Sunday, May 18, 2008

Once you get past the derelict 2nd Avenue area, there's some fine dining to be had


It's a mixed bag for Tourism Prince Rupert and the Chamber of Commerce, with a travel piece penned in the Vancouver Sun this weekend, which found travel writer and apparently satisfied restaurant attendee Joseph Blake impressed with the calibre of the local eateries of the city.

Blake reviewed a number of the city's restaurants during his trip to the city and seems to have been smittened by a number of the local menus that are available. We're not sure how long he was here to examine the offerings of our port city, but he certainly must have gained a few pounds during his stay such is the effusive praise he heaps on a number of the local restaurants.

Less impressed however, was he of the Second Avenue area. Which only the restaurant Rain saved from a totally blistering revue, still describing the area as "downtown Prince Rupert's somewhat derelict Second Avenue." isn't exactly an impression that can be cleaned up with a few Historic Downtown banners.

There were a few flaws in the article, Blake doesn't quite grasp the container industry, suggesting that the Container terminal is a $170-million container port that ships coal and grain to Asia's booming markets. He seems to have over-extended the cruise season to six months, from what is probably at best a four month invasion. And the Mayor won't be pleased with more reports that our population has dipped below 13,000 people. While it's true our numbers may be down, but if we have visitors with an appetite, this is apparently the place to be.

Labeled-object pointing records:
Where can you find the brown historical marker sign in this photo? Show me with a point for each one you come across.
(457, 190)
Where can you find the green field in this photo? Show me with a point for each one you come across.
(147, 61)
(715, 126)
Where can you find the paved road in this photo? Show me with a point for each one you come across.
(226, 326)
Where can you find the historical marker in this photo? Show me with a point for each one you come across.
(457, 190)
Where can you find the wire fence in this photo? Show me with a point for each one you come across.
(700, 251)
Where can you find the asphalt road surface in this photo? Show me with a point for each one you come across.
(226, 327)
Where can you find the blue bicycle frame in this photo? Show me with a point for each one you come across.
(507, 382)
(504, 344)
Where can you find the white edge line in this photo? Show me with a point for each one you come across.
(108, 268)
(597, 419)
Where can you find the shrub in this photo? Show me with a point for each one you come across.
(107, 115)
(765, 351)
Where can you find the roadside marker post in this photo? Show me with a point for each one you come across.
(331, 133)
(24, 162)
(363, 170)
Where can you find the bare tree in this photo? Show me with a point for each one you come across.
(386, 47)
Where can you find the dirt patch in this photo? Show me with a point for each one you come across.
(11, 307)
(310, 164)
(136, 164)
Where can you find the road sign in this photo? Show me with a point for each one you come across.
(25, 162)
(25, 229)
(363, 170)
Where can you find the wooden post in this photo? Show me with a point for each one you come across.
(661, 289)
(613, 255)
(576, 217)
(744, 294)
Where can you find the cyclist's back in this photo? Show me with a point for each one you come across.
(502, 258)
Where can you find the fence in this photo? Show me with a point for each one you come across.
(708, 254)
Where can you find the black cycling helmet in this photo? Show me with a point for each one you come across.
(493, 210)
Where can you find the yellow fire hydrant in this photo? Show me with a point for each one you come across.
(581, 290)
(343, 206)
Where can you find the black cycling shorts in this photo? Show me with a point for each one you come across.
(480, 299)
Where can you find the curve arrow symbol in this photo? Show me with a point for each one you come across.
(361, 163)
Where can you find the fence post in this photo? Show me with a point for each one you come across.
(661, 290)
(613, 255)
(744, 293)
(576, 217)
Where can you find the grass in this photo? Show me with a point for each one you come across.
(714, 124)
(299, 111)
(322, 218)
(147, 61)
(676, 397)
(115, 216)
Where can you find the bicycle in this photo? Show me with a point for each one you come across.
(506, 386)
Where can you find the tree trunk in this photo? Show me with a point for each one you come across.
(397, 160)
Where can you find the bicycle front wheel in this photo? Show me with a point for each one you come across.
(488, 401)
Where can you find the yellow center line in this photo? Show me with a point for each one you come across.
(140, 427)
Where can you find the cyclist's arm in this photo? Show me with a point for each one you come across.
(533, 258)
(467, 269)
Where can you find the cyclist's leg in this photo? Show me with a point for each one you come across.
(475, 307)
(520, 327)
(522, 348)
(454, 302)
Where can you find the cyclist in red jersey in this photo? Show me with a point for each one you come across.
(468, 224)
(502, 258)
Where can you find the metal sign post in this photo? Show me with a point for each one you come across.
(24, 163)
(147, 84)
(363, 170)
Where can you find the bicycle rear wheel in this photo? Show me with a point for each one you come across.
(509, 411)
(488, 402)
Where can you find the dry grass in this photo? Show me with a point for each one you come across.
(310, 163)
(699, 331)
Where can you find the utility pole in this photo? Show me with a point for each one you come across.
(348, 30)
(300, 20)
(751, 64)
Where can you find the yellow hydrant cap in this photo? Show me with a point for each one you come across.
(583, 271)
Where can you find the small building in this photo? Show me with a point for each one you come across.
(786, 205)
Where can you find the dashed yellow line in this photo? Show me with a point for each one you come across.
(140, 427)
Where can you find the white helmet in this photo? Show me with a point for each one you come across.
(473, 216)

Exercise A: According to the blog post on Prince Rupert dining, which restaurant kept Second Avenue from an entirely blistering review?
Exercise B: Convert the part of the records that opens with the line containing "Where can you find the white helmet" and runs through the end of the records into a Markdown table with the columns Row and Line, leaving out blank lines.
The blog post and the records are unrelated pieces of material.

Task output A: Rain.

Task output B:
| Row | Line |
|---|---|
| 1 | Where can you find the white helmet in this photo? Show me with a point for each one you come across. |
| 2 | (473, 216) |